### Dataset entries
>> Start

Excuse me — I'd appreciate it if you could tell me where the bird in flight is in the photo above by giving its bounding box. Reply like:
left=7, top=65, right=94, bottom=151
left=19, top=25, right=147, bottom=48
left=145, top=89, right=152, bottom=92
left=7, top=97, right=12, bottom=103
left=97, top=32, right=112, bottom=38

>> End

### EXERCISE
Reproduce the rows, switching "bird in flight" to "airborne bird" wherever it occurs and leaving everything else unchanged.

### OUTPUT
Excuse me — I'd appreciate it if you could tell me where the airborne bird is in the photo above by giving its bounding box. Reply like:
left=7, top=65, right=94, bottom=151
left=19, top=25, right=147, bottom=48
left=145, top=89, right=152, bottom=92
left=7, top=97, right=12, bottom=103
left=97, top=32, right=112, bottom=38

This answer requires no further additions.